Task statement:
Turn the records below into a two-column CSV headed label_text,outline, with one row for each coordinate answer. Put the wording that comes before the answer in label_text and the answer in outline, each in a single quoted field with line breaks changed to spaces, and leave out the pictures.
── Dataset
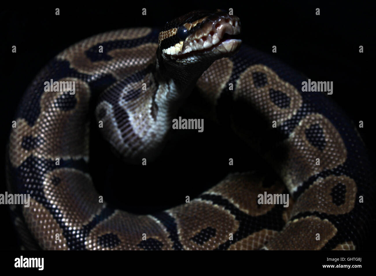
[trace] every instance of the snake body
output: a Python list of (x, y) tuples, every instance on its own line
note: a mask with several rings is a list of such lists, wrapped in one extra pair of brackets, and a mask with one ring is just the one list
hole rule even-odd
[[(240, 28), (223, 11), (195, 11), (160, 31), (85, 39), (38, 74), (17, 112), (7, 156), (9, 191), (31, 196), (29, 207), (12, 208), (25, 248), (361, 248), (374, 194), (355, 127), (324, 93), (302, 92), (300, 74), (240, 47)], [(74, 82), (75, 93), (45, 91), (51, 79)], [(88, 166), (90, 112), (114, 151), (141, 165), (158, 156), (193, 90), (206, 118), (232, 130), (278, 177), (231, 174), (190, 202), (149, 215), (99, 200)], [(259, 204), (265, 192), (288, 193), (289, 207)]]

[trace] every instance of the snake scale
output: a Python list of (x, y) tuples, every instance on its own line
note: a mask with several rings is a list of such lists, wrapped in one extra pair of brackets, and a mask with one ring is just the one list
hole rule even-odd
[[(86, 39), (41, 71), (17, 111), (6, 157), (10, 192), (31, 196), (29, 208), (11, 208), (24, 248), (361, 248), (374, 199), (356, 128), (325, 93), (302, 92), (301, 74), (241, 45), (240, 29), (235, 15), (196, 11), (161, 30)], [(75, 93), (45, 91), (52, 80), (73, 82)], [(88, 165), (93, 116), (120, 158), (141, 166), (158, 155), (193, 90), (205, 118), (231, 130), (278, 177), (250, 168), (148, 215), (99, 200)], [(264, 193), (289, 194), (288, 207), (259, 204)]]

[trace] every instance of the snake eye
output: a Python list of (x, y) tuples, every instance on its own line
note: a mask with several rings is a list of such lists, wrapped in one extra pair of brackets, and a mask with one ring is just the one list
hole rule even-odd
[(179, 39), (184, 41), (188, 36), (188, 30), (185, 29), (185, 27), (184, 26), (180, 26), (179, 27), (179, 29), (177, 29), (176, 35)]

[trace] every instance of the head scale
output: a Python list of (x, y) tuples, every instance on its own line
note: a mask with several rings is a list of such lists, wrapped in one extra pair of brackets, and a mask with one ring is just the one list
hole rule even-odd
[(220, 10), (196, 11), (167, 22), (159, 34), (163, 59), (192, 64), (234, 54), (239, 50), (240, 22)]

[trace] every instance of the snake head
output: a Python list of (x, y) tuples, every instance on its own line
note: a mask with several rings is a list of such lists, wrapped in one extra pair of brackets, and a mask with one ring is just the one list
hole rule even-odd
[(158, 42), (165, 60), (192, 64), (236, 53), (241, 43), (240, 33), (237, 17), (221, 10), (196, 11), (167, 22)]

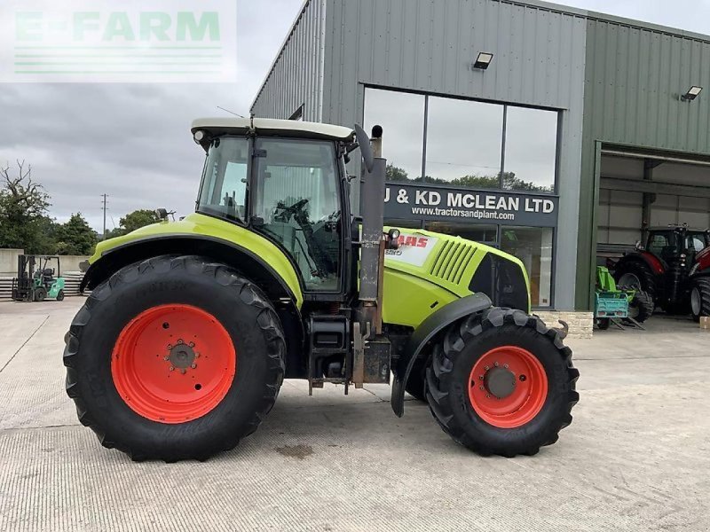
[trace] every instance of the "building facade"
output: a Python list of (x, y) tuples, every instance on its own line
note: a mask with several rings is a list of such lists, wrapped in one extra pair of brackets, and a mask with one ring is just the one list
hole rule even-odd
[(710, 37), (533, 0), (309, 0), (252, 112), (382, 125), (388, 221), (499, 246), (533, 307), (587, 311), (599, 249), (668, 208), (710, 225), (710, 106), (683, 98), (707, 65)]

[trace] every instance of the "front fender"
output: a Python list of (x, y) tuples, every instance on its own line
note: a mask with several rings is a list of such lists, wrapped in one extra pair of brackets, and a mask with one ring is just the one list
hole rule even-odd
[(439, 332), (462, 317), (481, 312), (493, 306), (485, 293), (462, 297), (439, 309), (427, 317), (409, 338), (404, 352), (394, 366), (394, 383), (390, 403), (394, 413), (401, 418), (405, 413), (405, 385), (414, 363), (428, 352), (428, 348), (437, 340)]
────
Answer in full:
label_text,outline
"[trace] every instance of the snake body output: a Python list of (x, y) tuples, every instance on its own line note: a mask with several rings is a list of such lists, wrapped in one extra pair of brackets, and a mask with one ring is just the one list hole rule even-odd","[[(240, 28), (223, 11), (195, 11), (160, 31), (85, 39), (38, 74), (17, 112), (7, 156), (9, 191), (31, 196), (29, 207), (12, 208), (25, 248), (361, 248), (374, 194), (355, 127), (324, 93), (302, 92), (300, 74), (240, 47)], [(74, 82), (75, 93), (45, 91), (51, 79)], [(88, 166), (90, 112), (114, 151), (141, 165), (158, 156), (193, 90), (206, 118), (232, 130), (278, 177), (231, 174), (190, 202), (149, 215), (99, 200)], [(259, 204), (265, 192), (288, 193), (289, 207)]]"
"[trace] every instance of the snake scale output: a Python list of (x, y) tuples, every instance on its own line note: a mask with several rings is a list of such lists, wrapped in one extra pair of brackets, and a mask with one ring is just the one list hole rule even-odd","[[(86, 39), (41, 71), (17, 111), (6, 157), (10, 192), (31, 196), (29, 208), (11, 208), (24, 248), (361, 248), (374, 199), (356, 128), (325, 93), (302, 92), (301, 74), (241, 45), (240, 29), (235, 15), (196, 11), (161, 30)], [(75, 93), (45, 91), (52, 80), (73, 82)], [(88, 165), (93, 116), (120, 158), (141, 166), (158, 155), (193, 90), (205, 118), (231, 130), (278, 177), (250, 168), (148, 215), (99, 200)], [(264, 193), (289, 194), (288, 207), (259, 204)]]"
"[trace] every instance of the snake eye output: a Python list of (x, y) tuples, every instance on its own line note: a mask with several rings is a list of such lists, wrapped in one extra pair of brackets, and a mask with one ring is just the one list hole rule even-odd","[(179, 39), (184, 41), (188, 36), (188, 30), (185, 29), (185, 27), (184, 26), (180, 26), (179, 27), (179, 29), (177, 29), (176, 35)]"
"[trace] every instance of the head scale output: a Python list of (x, y) tuples, every instance on its own line note: a mask with several rings is a list of such lists, wrapped in one extra pair of brackets, and a mask with one ring is just the one list hole rule even-odd","[(220, 10), (196, 11), (167, 22), (159, 34), (163, 59), (192, 64), (234, 54), (239, 50), (240, 22)]"
"[trace] every instance of the snake head output: a Python list of (x, y) tuples, every instance on its own line note: a mask with several rings is a list of such lists, wrapped in one extra pair of brackets, and a mask with one ring is just the one list hole rule even-odd","[(158, 42), (165, 60), (192, 64), (236, 53), (241, 43), (240, 33), (237, 17), (221, 10), (196, 11), (167, 22)]"
"[trace] every instance of the ""building facade"" output: a Python list of (x, y) tuples, every instance on its own line note: a mask with several rings is a list of such lists, wrapped in one extra pair of brackets, and a mask with one ring is just the one list hole rule even-odd","[(710, 37), (533, 0), (309, 0), (252, 112), (382, 125), (388, 221), (499, 246), (533, 307), (587, 311), (599, 249), (668, 208), (710, 225), (710, 106), (683, 98), (707, 65)]"
"[trace] every instance of the ""front fender"" output: a Python list of (x, y) tuples, every instance on its own line note: a mask with several rings is a list of such lists, wrapped in one extra pair of brackets, and a mask with one ring is just the one list hole rule even-odd","[(439, 332), (462, 317), (481, 312), (493, 306), (485, 293), (462, 297), (439, 309), (427, 317), (409, 338), (404, 352), (394, 366), (394, 383), (390, 403), (394, 413), (401, 418), (405, 413), (405, 385), (414, 363), (428, 352), (428, 348), (437, 340)]"